● What the task requires:
Repeat all of the material below exactly as written, images excluded.

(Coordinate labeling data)
★ ★ ★
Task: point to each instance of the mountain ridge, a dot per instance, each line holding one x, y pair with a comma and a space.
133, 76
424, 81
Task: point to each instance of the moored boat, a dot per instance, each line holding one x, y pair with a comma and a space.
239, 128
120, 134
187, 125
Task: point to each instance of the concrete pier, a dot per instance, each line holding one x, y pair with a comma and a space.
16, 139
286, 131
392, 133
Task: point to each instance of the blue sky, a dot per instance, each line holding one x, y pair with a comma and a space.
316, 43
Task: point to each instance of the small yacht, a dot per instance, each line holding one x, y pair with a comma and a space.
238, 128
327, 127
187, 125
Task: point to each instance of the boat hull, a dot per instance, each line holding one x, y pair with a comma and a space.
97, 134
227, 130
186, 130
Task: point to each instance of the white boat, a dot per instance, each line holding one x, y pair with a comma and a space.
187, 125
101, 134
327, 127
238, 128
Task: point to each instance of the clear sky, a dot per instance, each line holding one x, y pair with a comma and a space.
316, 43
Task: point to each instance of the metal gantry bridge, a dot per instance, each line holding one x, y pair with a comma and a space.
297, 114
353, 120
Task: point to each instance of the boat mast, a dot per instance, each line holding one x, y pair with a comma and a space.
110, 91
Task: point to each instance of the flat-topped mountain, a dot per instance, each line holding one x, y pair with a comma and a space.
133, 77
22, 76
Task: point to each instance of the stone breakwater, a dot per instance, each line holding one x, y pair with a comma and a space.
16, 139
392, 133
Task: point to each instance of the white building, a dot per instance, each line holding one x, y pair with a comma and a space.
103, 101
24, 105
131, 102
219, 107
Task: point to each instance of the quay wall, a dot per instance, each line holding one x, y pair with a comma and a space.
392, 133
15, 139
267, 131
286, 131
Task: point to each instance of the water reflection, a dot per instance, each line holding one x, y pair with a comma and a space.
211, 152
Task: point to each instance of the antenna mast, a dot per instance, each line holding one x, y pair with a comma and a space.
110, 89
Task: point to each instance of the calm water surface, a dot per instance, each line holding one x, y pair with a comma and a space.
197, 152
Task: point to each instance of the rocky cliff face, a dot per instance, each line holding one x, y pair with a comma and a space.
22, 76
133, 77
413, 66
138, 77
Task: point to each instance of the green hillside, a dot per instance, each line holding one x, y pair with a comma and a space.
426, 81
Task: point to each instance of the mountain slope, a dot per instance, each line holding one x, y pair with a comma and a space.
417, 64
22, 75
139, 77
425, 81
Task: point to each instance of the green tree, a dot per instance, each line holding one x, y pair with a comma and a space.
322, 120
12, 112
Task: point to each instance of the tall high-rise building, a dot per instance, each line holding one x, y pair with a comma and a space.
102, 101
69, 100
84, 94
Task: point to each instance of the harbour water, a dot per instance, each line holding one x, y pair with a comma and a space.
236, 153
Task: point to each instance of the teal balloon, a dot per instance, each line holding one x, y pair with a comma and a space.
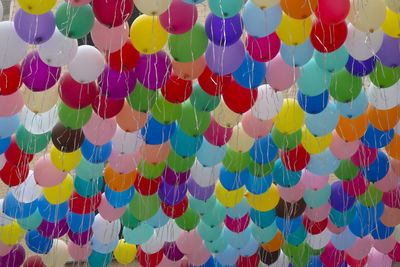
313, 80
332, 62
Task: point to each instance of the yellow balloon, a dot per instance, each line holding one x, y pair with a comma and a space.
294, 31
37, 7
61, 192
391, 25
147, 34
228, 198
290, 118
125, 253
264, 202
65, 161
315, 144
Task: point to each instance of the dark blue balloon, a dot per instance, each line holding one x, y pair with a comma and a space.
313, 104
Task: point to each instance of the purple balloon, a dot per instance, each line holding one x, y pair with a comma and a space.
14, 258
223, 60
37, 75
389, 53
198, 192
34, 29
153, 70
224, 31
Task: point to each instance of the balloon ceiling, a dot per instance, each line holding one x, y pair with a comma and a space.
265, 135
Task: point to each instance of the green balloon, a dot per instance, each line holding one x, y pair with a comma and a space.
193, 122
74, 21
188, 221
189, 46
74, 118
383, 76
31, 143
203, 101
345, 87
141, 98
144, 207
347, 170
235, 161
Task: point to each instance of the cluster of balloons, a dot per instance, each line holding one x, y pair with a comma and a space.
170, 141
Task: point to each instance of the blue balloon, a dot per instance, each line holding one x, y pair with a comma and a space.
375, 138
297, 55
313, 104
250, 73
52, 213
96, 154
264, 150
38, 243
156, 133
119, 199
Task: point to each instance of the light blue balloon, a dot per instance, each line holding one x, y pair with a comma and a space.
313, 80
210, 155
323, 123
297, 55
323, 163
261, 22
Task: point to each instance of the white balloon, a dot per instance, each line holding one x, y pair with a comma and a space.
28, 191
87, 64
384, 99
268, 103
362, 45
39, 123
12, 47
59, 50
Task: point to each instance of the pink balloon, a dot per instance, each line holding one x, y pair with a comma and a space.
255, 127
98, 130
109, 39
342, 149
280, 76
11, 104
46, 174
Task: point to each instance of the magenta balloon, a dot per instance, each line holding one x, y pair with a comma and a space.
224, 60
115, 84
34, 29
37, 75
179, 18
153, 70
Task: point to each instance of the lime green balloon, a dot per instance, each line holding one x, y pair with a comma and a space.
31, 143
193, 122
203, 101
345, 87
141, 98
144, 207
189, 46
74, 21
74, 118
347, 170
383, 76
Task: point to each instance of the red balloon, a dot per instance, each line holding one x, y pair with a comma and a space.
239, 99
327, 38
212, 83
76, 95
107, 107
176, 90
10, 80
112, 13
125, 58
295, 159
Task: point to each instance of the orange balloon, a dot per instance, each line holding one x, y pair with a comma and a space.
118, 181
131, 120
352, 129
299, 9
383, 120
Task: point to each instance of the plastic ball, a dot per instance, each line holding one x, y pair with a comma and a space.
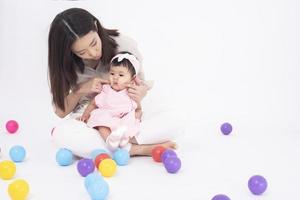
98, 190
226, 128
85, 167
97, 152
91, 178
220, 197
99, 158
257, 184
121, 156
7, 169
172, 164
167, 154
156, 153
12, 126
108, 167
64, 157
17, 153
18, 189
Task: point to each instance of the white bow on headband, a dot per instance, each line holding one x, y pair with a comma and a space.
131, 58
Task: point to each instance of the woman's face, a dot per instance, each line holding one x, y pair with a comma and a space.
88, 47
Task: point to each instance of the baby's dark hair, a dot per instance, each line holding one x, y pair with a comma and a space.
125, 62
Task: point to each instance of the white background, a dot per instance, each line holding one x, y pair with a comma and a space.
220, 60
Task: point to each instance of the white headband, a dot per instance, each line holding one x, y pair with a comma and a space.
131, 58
★ ★ ★
● Output for this task:
Task: point to each instance of the mountain ridge, a dot per instance, each line holding one x, y pair with a comma and a space.
133, 76
424, 81
Task: point to each instance of the moored boat, a dot per instance, each line holding one x, y pair with a comma and a space.
239, 128
120, 134
187, 125
Task: point to each instance of the concrete pier, a dot per instance, each line holding one x, y pair with a comma and a space.
16, 139
286, 131
392, 133
Task: point to each instance of the blue sky, a dot per instance, each line holding one x, y pair with a comma and a space.
316, 43
Task: point to each instance of the small yacht, a dot per instance, each line holding one x, y pair with a comma and a space.
238, 128
327, 127
187, 125
Task: point to each instance of the boat hull, a dot per instance, each line holding one x, y pair with a comma and a space.
97, 134
227, 130
186, 130
Task: point to each instance of the white boat, a dot per instance, each line holding one x, y pair with a comma and a space.
187, 125
101, 134
327, 127
238, 128
Task: point to each instance of the clear sky, a dot per instance, each line holding one x, y pair with a comma and a space.
316, 43
Task: point to each instance of the metal gantry bridge, a dot per instance, each line holding one x, y pair with a comma and a space.
297, 114
353, 120
Task: point to each instance of the boat mast, a dot per instance, each line holding one x, y pair with a comma and a space.
110, 91
Task: point to each instance of the flat-topped mountain, a dot per instance, each line holding one x, y pair with a comma and a space.
133, 77
22, 76
Task: point to each instance of the stone breakwater, a dot per instance, each line holding one x, y pair with a comma and a space.
16, 139
392, 133
Task: point to each instance of the white building, a dot per instance, each line holding one x, y pair with a comma and a space.
103, 101
24, 105
131, 102
219, 107
Task: point to each instance of the quay wall, a dot per instance, each line holding one x, y pair with a comma and a space.
392, 133
15, 139
267, 131
286, 131
Task: point to each instance of the water reflection, a dot per instance, each line holding one x, y pair with a comma and a space.
211, 152
Task: point to each instance of the antenna mast, a dot per instance, each line holding one x, y pair with a comma and a space.
110, 89
Task: point to each instance of the calm water surface, a dot per instance, each line holding one x, y pair with a comma and a space.
197, 152
Task: point to each instance of the rocky cliff face, a dot per instance, each line holding one x, y pair with a comma and a space.
22, 76
133, 77
413, 66
138, 77
Task: point to each instance of the green hillside, a dot per instance, each line holding one x, y pair with a comma and a space.
426, 81
Task: point to each instance of the mountain slope, a dot per instance, each line holding one x, y pair with a comma and a space.
417, 64
22, 75
139, 77
425, 81
Task: point to each instance of the green tree, a dot per instance, each line holding one x, y pair with a comma and a space.
322, 120
12, 112
Task: point to each instance of the tall high-rise building, a dot per instance, each line holding one x, y pair with a comma and a space.
102, 101
69, 100
84, 94
Task: point to each instance of the harbour water, a dot per instance, each line holding one x, y pair with a comma and a space.
236, 153
Task: point to each instance of the teal balloon, a dot per instance, each line holding one x, y pair with a comma and a space.
313, 80
332, 62
Task: point to each instance of the yellow balloon, a dot per instance, each line holding one x, y pair with a comma and a space.
294, 31
37, 7
61, 192
391, 25
147, 34
228, 198
290, 118
125, 253
264, 202
65, 161
315, 144
Task: point to each instance of the dark blue balloon, a dot per instance, each line holding one x, y pair with a comma and a space.
313, 104
Task: point to each instance of the purple balloon, a dot per instance, each line holding one x, y pair with a comma and a space.
14, 258
223, 60
37, 75
389, 53
198, 192
34, 29
153, 70
224, 31
Task: point to each instance of the balloon ceiling, a dot per instance, each line holding one x, y pair with a comma and a space.
265, 135
Task: point to each instance of the green balloon, a dot per instance, each line holding one x, y pair with a comma and a space.
193, 122
74, 21
188, 221
189, 46
74, 118
383, 76
31, 143
203, 101
345, 87
141, 98
144, 207
347, 170
235, 161
Task: point to each instance of the cluster of balloons, a dot per instance, each line holding one x, y pair with a comma and a space.
170, 141
Task: point to each instance of the blue balloon, a dot per instance, each line holding one x, y pair with a comma and a space.
375, 138
297, 55
313, 104
250, 73
52, 213
96, 154
264, 150
38, 243
156, 133
119, 199
Task: point to each instance of the light blue balloon, a dot per instance, each line holding one x, y pair with a comma and a space.
313, 80
210, 155
323, 123
297, 55
323, 163
261, 22
Task: point to each instance of the white balloon, a dot per instance, each line holding one x, y pair with a comma and a space.
28, 191
87, 64
384, 99
268, 103
362, 45
39, 123
12, 47
59, 50
Task: point to each instance of the pink balloon, a dot per instance, each line holding one x, y pair with a comma and a space.
255, 127
98, 130
109, 39
342, 149
280, 76
11, 104
46, 174
Task: point to each instance of the magenta balloon, a dot per instance, each line holding one x, y pair with a comma and a space.
224, 60
115, 84
34, 29
37, 75
179, 18
153, 70
Task: point to each instance of the lime green balloon, a dot per instance, each line holding one x, y pair with a comma and a space.
31, 143
193, 122
203, 101
345, 87
141, 98
144, 207
189, 46
74, 21
74, 118
347, 170
383, 76
Task: point to each instance of the red balloon, a dot per instance, each line holding one x, y pair with a comma and a space.
239, 99
327, 38
212, 83
76, 95
107, 107
176, 90
10, 80
112, 13
125, 58
295, 159
Task: point to each instance of the orange balloon, a dot per instance, each line holding one x, y pair with a comma and a space.
118, 181
131, 120
352, 129
299, 9
383, 120
Task: point to each instance of the plastic ball, a dot per instance, each line holding one x, y pair with a comma and a space.
98, 190
226, 128
85, 167
97, 152
91, 178
220, 197
99, 158
257, 184
121, 156
7, 169
172, 164
167, 154
156, 153
12, 126
108, 167
64, 157
17, 153
18, 189
Task: point to each instance of the white bow on headband, a dot per instance, each line holding one x, y pair with a comma and a space.
131, 58
Task: point to each instance of the woman's face, a dot per instance, each line holding one x, y pair with a comma and a space.
88, 47
Task: point to each instance of the baby's dark hair, a dot per instance, each line holding one x, y pair with a comma and a space.
125, 62
Task: point to each instance of the white background, a dot per instance, each line holding one x, y pair with a comma and a space.
220, 60
Task: point to each instance of the white headband, a dot per instance, each line holding one x, y pair with a comma and a space.
131, 58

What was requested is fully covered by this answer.